LISTED RECORDS below:

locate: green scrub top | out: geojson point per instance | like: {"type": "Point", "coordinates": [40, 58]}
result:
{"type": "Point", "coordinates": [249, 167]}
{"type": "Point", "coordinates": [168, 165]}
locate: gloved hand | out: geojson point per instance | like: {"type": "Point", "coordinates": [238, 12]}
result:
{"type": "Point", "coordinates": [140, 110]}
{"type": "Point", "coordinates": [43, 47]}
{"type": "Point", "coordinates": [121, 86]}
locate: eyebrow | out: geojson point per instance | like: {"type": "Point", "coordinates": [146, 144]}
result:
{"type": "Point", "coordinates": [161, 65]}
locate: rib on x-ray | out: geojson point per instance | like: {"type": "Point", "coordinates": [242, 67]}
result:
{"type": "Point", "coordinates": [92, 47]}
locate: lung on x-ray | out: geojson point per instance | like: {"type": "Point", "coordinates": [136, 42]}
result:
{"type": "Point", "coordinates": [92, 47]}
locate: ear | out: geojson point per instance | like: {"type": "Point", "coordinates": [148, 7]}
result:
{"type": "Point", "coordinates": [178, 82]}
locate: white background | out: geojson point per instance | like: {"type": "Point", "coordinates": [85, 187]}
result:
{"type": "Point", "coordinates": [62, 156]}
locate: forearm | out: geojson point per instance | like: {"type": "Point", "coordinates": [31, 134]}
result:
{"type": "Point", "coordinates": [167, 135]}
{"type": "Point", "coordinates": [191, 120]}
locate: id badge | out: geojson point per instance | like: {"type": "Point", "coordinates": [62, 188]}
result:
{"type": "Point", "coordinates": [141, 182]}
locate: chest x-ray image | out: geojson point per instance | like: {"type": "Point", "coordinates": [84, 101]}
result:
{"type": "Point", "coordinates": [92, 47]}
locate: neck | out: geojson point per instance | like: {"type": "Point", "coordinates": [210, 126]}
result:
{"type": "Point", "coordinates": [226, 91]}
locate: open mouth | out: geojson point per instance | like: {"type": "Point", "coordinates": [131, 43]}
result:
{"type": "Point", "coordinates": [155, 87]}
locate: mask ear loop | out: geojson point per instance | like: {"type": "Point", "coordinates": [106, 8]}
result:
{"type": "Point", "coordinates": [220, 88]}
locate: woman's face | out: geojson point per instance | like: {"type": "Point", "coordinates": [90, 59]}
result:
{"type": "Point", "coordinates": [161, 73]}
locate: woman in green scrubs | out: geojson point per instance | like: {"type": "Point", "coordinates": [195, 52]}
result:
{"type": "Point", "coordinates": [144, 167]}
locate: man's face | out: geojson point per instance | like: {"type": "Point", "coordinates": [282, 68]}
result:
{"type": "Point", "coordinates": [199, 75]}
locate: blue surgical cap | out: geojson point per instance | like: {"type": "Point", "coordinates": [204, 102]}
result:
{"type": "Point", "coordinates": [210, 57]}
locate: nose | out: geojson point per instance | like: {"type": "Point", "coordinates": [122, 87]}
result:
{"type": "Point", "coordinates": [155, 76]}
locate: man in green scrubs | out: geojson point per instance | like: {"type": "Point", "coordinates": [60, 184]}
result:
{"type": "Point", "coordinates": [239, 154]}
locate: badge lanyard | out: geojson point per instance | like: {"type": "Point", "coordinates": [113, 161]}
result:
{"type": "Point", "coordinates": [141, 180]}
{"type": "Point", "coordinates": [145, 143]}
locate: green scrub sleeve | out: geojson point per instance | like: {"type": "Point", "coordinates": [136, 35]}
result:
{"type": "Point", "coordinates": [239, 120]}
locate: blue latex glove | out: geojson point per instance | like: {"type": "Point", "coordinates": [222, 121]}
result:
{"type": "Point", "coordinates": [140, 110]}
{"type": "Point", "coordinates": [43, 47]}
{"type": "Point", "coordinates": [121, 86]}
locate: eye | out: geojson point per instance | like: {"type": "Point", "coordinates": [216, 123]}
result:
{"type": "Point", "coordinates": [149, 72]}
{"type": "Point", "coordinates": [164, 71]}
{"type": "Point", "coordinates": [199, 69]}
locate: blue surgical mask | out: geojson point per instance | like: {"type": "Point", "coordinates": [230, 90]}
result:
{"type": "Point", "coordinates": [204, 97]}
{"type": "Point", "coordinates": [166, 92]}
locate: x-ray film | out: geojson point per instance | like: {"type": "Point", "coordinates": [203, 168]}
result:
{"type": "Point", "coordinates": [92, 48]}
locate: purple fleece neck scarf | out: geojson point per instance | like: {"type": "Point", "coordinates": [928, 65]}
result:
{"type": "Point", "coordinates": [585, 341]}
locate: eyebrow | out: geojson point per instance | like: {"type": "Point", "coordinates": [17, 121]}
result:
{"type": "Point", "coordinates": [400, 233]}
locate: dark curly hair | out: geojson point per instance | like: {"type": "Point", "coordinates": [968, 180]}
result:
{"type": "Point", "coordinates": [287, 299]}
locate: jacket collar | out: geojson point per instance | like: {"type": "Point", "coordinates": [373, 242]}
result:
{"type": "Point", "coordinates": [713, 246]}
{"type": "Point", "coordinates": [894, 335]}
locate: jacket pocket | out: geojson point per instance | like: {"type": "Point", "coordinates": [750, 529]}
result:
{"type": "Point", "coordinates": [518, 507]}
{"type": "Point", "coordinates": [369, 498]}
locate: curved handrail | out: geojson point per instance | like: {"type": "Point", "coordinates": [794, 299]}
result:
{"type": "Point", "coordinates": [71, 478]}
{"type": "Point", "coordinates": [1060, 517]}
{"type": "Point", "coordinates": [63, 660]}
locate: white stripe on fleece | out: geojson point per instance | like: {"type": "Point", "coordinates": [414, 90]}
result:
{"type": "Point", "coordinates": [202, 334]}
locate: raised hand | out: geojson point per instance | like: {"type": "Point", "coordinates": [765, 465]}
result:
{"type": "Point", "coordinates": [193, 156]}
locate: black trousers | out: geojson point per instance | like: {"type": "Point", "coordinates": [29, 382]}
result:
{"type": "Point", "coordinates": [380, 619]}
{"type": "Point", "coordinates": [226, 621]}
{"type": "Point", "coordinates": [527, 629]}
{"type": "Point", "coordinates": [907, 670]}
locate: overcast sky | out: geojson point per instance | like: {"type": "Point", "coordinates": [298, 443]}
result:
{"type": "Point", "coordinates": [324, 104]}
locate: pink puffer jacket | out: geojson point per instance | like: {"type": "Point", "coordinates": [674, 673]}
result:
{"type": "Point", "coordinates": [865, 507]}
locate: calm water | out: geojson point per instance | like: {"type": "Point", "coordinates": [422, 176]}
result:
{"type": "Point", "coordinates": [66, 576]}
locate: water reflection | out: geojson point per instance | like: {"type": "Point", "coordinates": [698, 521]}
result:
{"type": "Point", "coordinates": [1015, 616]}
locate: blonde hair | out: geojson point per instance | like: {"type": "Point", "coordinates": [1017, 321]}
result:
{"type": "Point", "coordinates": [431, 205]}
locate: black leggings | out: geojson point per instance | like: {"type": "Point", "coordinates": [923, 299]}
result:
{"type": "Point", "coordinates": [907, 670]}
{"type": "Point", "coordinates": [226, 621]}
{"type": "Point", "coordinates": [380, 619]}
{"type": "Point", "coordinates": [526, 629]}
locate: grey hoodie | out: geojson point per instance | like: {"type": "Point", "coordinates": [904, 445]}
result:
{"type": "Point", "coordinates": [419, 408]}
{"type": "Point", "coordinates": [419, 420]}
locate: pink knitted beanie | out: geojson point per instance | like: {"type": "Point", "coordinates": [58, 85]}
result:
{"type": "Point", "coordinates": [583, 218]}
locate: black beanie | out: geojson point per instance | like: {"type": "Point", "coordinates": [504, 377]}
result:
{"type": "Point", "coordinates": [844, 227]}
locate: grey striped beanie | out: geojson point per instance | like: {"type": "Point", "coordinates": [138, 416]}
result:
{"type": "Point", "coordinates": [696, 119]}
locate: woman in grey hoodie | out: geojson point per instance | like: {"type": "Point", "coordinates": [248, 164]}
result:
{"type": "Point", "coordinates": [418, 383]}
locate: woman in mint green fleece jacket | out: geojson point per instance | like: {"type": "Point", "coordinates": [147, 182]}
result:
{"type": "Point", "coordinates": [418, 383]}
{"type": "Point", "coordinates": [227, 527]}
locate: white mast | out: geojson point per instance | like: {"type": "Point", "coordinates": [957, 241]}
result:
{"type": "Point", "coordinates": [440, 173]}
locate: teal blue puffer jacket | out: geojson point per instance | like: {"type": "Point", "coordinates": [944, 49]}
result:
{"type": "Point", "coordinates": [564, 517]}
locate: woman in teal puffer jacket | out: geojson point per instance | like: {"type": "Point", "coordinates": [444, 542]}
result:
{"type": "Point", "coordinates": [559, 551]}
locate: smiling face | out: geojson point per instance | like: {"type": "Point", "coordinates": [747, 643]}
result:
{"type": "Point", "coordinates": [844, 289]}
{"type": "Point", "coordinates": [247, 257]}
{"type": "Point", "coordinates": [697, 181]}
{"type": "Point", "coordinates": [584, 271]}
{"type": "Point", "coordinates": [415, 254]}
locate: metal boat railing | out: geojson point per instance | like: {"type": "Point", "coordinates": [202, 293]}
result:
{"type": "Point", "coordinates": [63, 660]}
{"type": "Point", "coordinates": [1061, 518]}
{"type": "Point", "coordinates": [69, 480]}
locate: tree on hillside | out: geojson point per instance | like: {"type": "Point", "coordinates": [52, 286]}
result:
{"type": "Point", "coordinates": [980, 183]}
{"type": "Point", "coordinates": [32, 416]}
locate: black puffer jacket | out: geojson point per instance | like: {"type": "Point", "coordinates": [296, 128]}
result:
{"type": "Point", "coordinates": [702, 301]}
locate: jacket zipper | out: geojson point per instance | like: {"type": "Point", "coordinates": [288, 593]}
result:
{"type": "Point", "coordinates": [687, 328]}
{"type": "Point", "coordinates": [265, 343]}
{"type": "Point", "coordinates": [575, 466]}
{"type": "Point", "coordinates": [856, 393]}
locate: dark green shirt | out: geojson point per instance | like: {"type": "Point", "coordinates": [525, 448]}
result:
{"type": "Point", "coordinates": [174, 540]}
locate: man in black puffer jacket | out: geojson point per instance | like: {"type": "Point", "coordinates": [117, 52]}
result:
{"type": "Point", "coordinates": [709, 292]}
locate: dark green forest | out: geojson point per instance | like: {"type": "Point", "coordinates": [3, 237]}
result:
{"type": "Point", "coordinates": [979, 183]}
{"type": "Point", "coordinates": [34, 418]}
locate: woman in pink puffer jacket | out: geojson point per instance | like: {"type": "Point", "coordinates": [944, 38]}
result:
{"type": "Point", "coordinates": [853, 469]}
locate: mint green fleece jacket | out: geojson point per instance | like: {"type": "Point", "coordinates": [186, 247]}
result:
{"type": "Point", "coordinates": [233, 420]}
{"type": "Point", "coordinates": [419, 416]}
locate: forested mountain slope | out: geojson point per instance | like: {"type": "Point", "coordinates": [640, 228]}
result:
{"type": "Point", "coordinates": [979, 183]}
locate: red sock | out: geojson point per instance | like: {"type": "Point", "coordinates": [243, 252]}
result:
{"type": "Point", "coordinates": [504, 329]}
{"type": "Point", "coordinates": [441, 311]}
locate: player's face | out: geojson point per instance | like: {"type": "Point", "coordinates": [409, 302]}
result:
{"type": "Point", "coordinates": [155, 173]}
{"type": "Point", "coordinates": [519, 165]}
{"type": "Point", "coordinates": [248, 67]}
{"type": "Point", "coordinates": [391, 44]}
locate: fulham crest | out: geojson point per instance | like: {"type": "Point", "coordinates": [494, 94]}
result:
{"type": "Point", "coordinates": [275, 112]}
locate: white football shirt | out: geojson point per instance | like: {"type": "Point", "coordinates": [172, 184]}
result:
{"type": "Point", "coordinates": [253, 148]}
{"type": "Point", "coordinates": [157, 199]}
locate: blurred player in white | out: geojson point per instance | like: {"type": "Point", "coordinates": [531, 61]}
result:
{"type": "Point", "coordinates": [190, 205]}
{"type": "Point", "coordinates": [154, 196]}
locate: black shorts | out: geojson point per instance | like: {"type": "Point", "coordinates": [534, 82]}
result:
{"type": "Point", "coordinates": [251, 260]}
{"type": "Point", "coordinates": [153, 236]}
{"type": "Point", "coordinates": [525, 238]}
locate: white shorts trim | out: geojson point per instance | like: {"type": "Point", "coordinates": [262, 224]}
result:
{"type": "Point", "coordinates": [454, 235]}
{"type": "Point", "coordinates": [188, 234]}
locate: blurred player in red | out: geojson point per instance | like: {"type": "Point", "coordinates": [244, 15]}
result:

End of LISTED RECORDS.

WHAT IS REQUIRED>
Copy out each line of the records above that includes "shirt".

SOLUTION TO THIS TASK>
locate: dark green shirt | out: geojson point per instance | like: {"type": "Point", "coordinates": [525, 448]}
locate: white football shirt | out: geojson point per instance | like: {"type": "Point", "coordinates": [172, 184]}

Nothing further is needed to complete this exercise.